Obtaining, monitoring, and adjusting the drilling direction
conventionally requires that the human operator must manually
scribe a line or somehow otherwise mark the drill string at the
surface to monitor its orientation relative to the downhole tool
orientation. That is, although the GTF or MTF can be determined at
certain time intervals, the top drive or rotary table orientation
is not known automatically. Consequently, the relationship between
toolface and the quill position can only be estimated by the human
operator, or by using specialized drilling equipment such as that
described in co-pending application Ser. No. 12/234,584, filed Sep.
19, 2008, to Nabors Global Holdings, Ltd. It is known that this
relationship is substantially affected by reactive torque acting on
the drill string and bit.
It is understood in the art that directional drilling and/or
horizontal drilling is not an exact science, and there are a number
of factors that will cause a well to be drilled on or off course.
The performances of the BHA are affected by downhole formations,
the weight being applied to the bit (WOB), drilling fluid pump
rates, and various other factors. Directional and/or horizontal
wells are also affected by the engineering, as well as the
execution of the well plan. At the end of the drilling process
there is not presently much attention paid to, much less an
effective method of, evaluating the performance of the driller at
the controls of the drilling rig. Consequently, there has been a
long-felt need to more accurately evaluate a driller's ability to
keep the toolface in the correct orientation, and to be able to
more accurately evaluate a driller's ability to keep the well on
target, such as at the correct inclination and azimuth.
SUMMARY OF THE INVENTION
The invention encompasses a method of evaluating drilling
performance in a wellbore by monitoring an actual toolface
orientation of a downhole steerable motor and a drilling operation
parameter indicative of a difference between the actual toolface
orientation and a recommended toolface orientation referred to as
the toolface advisory, recording the difference between the actual
toolface orientation and the toolface advisory, and scoring the
difference between the actual toolface orientation and the toolface
advisory by assigning a value to the difference that represents
drilling performance and varies depending on the difference.
Preferably, the invention further encompasses providing the value
to an evaluator.

◇ ◇ ◇ ◇ ◇

## Requirement 1
In the directional drilling excerpt:
(a) How must a human operator conventionally monitor the drill string's orientation relative to the downhole tool?
(b) Which factors does the excerpt name as affecting the performance of the BHA?
(c) What name is given to the recommended toolface orientation?
## Requirement 2
According to the directional drilling excerpt, why can the relationship between toolface and quill position only be estimated by the human operator or with specialized equipment?
## Requirement 3
Write the next part of the directional drilling excerpt, continuing after its final sentence.

◇ ◇ ◇ ◇ ◇

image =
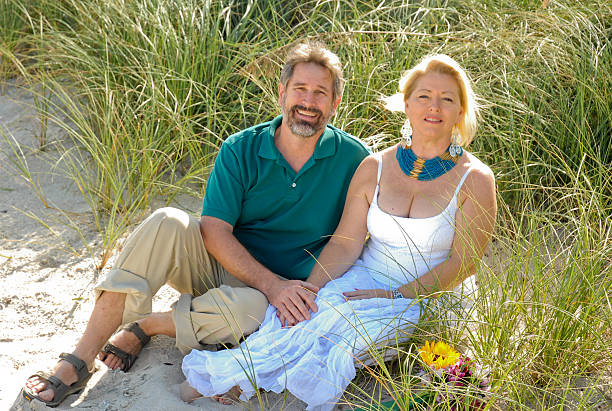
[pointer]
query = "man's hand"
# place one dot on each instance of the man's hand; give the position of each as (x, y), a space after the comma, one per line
(294, 299)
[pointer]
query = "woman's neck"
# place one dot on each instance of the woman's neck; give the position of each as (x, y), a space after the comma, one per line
(427, 148)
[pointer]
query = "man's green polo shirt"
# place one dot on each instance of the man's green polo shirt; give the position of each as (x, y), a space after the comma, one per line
(279, 216)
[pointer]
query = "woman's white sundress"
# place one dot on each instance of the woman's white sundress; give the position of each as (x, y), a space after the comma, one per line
(315, 360)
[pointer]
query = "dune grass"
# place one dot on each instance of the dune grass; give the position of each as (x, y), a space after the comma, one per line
(152, 87)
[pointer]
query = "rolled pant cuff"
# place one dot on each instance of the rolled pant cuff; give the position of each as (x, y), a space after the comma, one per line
(138, 299)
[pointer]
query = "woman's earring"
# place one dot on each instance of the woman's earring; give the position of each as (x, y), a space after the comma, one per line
(406, 132)
(455, 149)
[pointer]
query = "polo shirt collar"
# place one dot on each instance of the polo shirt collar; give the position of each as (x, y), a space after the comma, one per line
(326, 146)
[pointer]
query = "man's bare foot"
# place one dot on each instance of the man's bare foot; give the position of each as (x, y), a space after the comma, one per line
(38, 387)
(126, 341)
(189, 394)
(230, 397)
(153, 324)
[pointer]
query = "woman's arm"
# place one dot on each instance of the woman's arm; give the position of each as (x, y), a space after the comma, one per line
(474, 224)
(346, 244)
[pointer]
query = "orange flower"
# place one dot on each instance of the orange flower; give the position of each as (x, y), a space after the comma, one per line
(438, 354)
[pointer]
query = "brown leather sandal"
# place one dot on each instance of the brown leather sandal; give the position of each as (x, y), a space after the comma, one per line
(127, 358)
(61, 390)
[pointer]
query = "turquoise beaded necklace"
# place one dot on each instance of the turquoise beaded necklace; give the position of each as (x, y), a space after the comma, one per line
(425, 170)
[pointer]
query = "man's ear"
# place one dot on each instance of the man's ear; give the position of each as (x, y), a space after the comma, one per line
(336, 104)
(281, 94)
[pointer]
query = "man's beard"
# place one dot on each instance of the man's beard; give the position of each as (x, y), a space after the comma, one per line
(301, 127)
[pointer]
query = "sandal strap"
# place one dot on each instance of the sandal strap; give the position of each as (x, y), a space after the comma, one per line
(126, 358)
(135, 329)
(79, 365)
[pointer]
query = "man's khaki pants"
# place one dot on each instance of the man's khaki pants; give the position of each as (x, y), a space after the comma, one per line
(167, 248)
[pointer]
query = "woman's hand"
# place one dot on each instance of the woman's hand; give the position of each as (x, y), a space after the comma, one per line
(365, 294)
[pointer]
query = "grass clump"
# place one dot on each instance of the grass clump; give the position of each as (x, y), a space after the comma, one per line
(151, 87)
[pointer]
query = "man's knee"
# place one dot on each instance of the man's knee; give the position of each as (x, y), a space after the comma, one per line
(169, 219)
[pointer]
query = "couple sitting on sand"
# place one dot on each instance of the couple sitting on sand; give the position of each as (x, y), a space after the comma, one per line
(281, 245)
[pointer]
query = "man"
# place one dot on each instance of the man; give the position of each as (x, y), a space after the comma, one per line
(276, 192)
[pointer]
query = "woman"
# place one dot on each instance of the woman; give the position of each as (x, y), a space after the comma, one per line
(429, 207)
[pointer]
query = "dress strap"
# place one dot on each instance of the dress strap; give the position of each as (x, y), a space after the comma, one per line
(378, 157)
(461, 182)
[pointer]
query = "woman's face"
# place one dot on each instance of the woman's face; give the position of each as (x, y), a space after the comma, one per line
(434, 107)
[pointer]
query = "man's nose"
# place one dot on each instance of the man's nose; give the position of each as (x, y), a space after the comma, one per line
(435, 104)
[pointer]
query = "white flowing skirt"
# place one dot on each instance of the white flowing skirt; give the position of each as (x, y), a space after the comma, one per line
(315, 360)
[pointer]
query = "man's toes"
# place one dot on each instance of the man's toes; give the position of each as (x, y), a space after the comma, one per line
(46, 395)
(112, 362)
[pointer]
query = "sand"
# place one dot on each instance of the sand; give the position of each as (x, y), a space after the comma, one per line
(47, 274)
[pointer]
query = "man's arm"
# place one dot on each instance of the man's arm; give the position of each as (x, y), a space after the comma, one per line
(293, 298)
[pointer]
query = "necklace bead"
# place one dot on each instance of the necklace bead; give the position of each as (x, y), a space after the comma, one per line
(426, 170)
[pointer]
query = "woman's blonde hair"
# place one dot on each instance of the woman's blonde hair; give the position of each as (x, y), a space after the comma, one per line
(443, 64)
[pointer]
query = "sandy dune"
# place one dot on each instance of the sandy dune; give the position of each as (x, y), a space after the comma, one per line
(47, 275)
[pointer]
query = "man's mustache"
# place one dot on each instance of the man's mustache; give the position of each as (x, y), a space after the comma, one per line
(304, 108)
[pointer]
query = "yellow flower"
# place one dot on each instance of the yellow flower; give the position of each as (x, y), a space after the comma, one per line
(438, 354)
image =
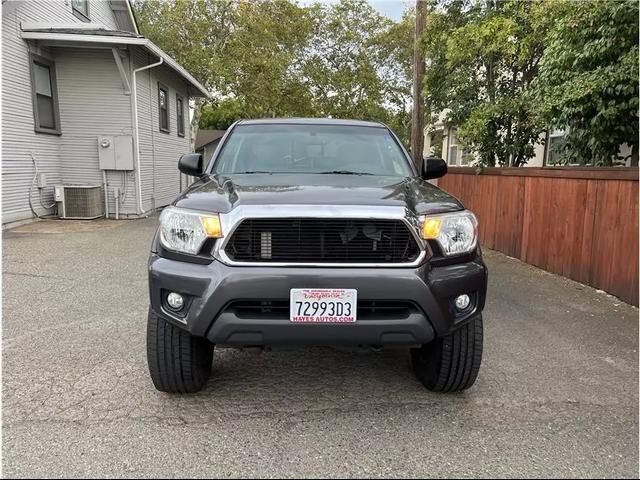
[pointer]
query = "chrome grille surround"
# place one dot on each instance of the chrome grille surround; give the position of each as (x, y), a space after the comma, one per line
(230, 222)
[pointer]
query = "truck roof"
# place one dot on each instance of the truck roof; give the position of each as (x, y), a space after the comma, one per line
(311, 121)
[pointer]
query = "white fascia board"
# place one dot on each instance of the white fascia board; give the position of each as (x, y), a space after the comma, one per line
(114, 40)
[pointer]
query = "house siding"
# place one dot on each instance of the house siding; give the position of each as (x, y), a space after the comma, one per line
(92, 104)
(159, 151)
(19, 141)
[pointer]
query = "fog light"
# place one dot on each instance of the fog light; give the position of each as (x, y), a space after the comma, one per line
(462, 302)
(175, 301)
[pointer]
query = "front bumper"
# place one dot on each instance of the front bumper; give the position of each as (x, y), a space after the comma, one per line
(211, 288)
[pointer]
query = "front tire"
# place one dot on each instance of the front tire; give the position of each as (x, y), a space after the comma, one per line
(451, 363)
(178, 362)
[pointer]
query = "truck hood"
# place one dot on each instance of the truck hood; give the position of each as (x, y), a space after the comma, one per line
(223, 193)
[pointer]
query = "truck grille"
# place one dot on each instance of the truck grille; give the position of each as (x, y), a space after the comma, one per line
(322, 240)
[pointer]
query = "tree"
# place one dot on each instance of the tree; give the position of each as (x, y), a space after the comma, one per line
(195, 33)
(395, 60)
(588, 83)
(417, 117)
(263, 58)
(275, 58)
(482, 57)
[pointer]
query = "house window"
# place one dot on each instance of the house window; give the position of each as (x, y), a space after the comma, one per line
(556, 147)
(452, 155)
(45, 98)
(180, 115)
(80, 9)
(163, 107)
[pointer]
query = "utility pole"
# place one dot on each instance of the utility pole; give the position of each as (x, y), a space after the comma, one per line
(417, 120)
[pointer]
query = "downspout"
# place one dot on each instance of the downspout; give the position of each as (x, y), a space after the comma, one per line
(134, 99)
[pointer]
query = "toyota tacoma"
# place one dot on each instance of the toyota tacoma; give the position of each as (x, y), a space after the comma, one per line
(314, 232)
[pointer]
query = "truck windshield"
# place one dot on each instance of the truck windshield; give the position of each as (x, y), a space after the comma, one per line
(320, 149)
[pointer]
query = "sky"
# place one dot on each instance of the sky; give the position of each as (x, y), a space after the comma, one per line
(390, 8)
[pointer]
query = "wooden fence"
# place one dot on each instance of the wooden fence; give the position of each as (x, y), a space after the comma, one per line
(578, 222)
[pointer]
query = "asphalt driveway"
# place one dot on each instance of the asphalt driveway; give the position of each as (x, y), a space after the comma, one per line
(557, 394)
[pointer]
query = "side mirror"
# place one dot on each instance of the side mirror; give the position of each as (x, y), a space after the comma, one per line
(191, 164)
(433, 167)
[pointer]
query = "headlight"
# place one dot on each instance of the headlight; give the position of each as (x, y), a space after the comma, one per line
(456, 233)
(185, 230)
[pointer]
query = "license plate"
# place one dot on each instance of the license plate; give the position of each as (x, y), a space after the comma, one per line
(323, 305)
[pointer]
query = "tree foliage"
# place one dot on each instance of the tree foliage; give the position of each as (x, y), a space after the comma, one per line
(482, 57)
(588, 83)
(277, 58)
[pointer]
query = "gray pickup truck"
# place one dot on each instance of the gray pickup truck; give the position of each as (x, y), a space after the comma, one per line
(314, 232)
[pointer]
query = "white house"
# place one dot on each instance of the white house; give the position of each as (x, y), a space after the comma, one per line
(89, 101)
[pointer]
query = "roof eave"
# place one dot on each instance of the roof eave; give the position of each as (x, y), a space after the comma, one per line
(114, 40)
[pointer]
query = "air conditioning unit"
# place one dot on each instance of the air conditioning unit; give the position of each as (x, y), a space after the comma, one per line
(79, 202)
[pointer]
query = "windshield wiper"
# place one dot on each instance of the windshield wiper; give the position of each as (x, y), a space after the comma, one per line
(344, 172)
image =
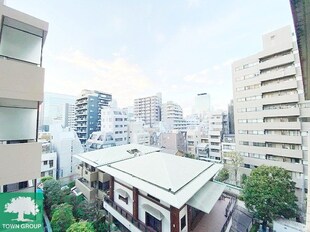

◇ ◇ ◇ ◇ ◇

## Exercise result 1
(a) The operator must manually scribe a line on the drill string at the surface or mark it in some other way.
(b) Downhole formations, the weight applied to the bit (WOB), drilling fluid pump rates, and various other factors.
(c) The toolface advisory.

## Exercise result 2
The GTF or MTF can be determined at certain time intervals, but the orientation of the top drive or rotary table is not known automatically. Without that orientation, the relationship between toolface and quill position cannot be directly established.

## Exercise result 3
The invention encompasses a method of evaluating drilling
performance of a driller (e.g., a rig operator) and driller job
performance in drilling a wellbore by monitoring the actual
toolface orientation of a downhole steerable motor and a toolface
advisory, by monitoring a drilling operation parameter indicative
of a difference between the actual toolface orientation, recording
the difference between the actual toolface orientation and the
toolface advisory, and scoring the difference between the actual
toolface orientation and a toolface advisory by assigning a value
to the difference that represents drilling performance and varies
depending on the difference. Preferably, the invention further
encompasses providing the value to an evaluator. In a preferred
embodiment in every aspect of the invention, the evaluator can be
the driller or the driller's peer(s), or both.
In one embodiment, recording the difference is performed at
regularly occurring time intervals during a portion of wellbore
drilling. In another embodiment, scoring the difference is
performed for each of a plurality of drillers that have operated
the drilling rig. In yet another embodiment, recording the
difference is performed at regularly occurring length or depth
intervals in the wellbore.
In a preferred embodiment, the method alternatively, or further,
includes monitoring an actual weight on bit parameter associated
with a downhole steerable motor, monitoring a weight parameter
measured at the surface, recording the actual weight on bit
parameter, recording the weight parameter measured at the surface,
recording the difference between the actual weight on bit parameter
and a desired weight on bit parameter, and scoring the difference
between the actual weight on bit parameter and the desired weight
on bit parameter. The weight parameter measured at the surface may
be compared to the actual weight on bit parameters to gain an
understanding of the relationship between surface weight and actual
weight on the bit.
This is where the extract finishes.